Referring expression pointing data:
----

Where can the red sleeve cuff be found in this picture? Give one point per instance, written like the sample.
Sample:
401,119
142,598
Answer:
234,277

----

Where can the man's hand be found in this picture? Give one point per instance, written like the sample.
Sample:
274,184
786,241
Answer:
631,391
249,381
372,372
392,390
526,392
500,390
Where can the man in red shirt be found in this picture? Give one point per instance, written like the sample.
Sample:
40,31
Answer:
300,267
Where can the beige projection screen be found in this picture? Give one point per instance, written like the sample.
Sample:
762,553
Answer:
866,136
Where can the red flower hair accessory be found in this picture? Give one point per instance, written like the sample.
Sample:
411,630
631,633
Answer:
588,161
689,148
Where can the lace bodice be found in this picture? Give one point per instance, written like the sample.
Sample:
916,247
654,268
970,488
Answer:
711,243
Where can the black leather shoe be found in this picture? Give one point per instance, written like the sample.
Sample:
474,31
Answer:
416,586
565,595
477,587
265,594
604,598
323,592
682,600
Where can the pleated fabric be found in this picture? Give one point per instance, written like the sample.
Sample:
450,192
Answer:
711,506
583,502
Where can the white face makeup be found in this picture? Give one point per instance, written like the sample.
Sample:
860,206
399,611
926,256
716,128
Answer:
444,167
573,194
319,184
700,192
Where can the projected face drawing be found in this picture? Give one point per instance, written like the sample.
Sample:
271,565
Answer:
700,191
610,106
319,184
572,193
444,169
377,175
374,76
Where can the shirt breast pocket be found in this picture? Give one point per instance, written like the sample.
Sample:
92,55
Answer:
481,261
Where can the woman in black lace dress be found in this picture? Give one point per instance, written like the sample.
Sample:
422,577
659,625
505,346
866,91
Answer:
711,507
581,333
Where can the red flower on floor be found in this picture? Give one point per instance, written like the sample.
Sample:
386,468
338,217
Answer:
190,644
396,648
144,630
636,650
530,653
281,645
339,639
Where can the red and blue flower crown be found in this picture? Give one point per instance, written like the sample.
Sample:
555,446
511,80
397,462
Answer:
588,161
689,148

----

▶ **Task instructions**: Go through the records and count the lines that include the string "lace"; state that number alone.

▶ **Your response**: 2